Extrait du texte:

Déclaration du Président de la Fondation Robert Schuman, lors de la publication du rapport sur l’état de l’Union.

Nous venons de célébrer, le 9 Mai 2020, le 70° anniversaire de la déclaration de Robert Schuman, qui devait aboutir à la signature du traité de Paris, instituant la création de la Communauté européenne du charbon et de l’acier CECA).

La méthode Monnet que porta politiquement Robert Schuman, correspondait aux exigences du moment. Jamais au sein des classes politiques nationales, des gouvernements et du Conseil de l’Union européenne qui en rassemble les représentants, les doutes n’ont été aussi forts à propos de la pertinence de l’Union européenne et de ses politiques. A 70 ans, la construction européenne a certainement besoins d’un lifting, à défaut d’une réinvention. Les valeurs de l’Europe sont directement interpelées par le nationalisme qui a gagné toutes les régions de la planète. Le retour du nationalisme en Europe, c’est l’assurance, à terme, de graves conflits, alors que l’Europe est certainement l’espace politique où les libertés individuelles et collectives sont les mieux protégées, consacrées par des traités sous le parapluie des juridictions. Nous devons nous interroger pour comprendre pourquoi certains n’acceptent pas l’esprit de liberté et d’égalité qui a soufflé sur l’Europe depuis les années 50 et trouver les moyens, au prix d’un combat politique plus vigoureux, de rattraper ces errements. Le retour d’une droite extrême nationaliste et xénophobe, de l’antisémitisme, dont on aurait pu croire l’Europe guérie, d’une extrême gauche de plus en plus violente, sont des sujets de préoccupation qui méritent un engagement politique plus résolu. La souveraineté de l’Europe doit aussi s’affirmer dans ses domaines économiques et juridiques.   Ainsi le droit à la concurrence devrait être entièrement réformé et surtout les états membres doivent accepter de modifier et de compléter les traités qui datent. L’obligation des dirigeants européens est de sortir du cadre purement diplomatique pour faire de la politique. Il faut se concentrer sur des objectifs précis, ne pas forcément vouloir avancer à tout prix à 27 avant de penser aux moyens à mettre en œuvre. Une Union au sein de laquelle les chefs d’états et de gouvernements prennent toutes leurs responsabilités politiques et ne laissent pas à leurs diplomates le soin de trouver des compromis est en mesure de s’élever au niveau de ces enjeux.

Données fournies:
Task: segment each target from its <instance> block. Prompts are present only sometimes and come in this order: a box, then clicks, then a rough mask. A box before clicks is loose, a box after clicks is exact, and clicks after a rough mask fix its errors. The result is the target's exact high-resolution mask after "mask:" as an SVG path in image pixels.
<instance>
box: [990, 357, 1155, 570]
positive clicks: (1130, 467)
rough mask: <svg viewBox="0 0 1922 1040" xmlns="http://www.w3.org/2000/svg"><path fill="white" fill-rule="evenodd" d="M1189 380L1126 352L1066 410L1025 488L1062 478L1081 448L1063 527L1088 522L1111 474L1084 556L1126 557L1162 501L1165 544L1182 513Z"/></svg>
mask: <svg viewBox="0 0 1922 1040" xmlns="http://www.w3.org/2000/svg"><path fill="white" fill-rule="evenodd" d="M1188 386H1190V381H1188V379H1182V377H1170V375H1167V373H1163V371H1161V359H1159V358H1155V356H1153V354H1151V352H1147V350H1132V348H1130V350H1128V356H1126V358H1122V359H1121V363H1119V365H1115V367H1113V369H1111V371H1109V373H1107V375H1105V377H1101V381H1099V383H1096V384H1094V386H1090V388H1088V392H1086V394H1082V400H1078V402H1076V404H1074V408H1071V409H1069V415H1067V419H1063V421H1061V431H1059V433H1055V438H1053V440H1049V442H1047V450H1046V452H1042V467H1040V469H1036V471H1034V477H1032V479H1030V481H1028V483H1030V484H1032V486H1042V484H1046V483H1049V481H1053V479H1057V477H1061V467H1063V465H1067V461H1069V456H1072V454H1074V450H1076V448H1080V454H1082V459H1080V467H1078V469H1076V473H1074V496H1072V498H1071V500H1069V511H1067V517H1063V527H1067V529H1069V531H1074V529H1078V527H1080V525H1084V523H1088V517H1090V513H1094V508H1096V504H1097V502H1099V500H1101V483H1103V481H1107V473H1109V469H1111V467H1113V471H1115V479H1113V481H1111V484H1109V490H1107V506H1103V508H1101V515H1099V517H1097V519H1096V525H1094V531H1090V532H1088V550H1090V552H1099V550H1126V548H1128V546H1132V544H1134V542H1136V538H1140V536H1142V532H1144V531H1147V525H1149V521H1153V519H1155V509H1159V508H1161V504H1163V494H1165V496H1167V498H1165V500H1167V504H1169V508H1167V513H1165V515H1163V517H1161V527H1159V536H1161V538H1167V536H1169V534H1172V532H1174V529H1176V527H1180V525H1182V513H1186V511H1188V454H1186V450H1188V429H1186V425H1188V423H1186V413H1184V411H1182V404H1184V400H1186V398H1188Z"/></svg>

Consignes:
(1) Dans la déclaration, la phrase qui commence par « Le retour d'une droite extrême » cite plusieurs choses dont le retour inquiète. Donnez-les toutes.
(2) Recopiez le passage de la déclaration qui va de "Nous venons de" jusqu'à "de l’acier CECA)." inclus.
Ces données n'ont aucun lien avec la déclaration.

Réponses:
(1)
- une droite extrême nationaliste et xénophobe
- l'antisémitisme
- une extrême gauche de plus en plus violente

(2)
Nous venons de célébrer, le 9 Mai 2020, le 70° anniversaire de la déclaration de Robert Schuman, qui devait aboutir à la signature du traité de Paris, instituant la création de la Communauté européenne du charbon et de l’acier CECA).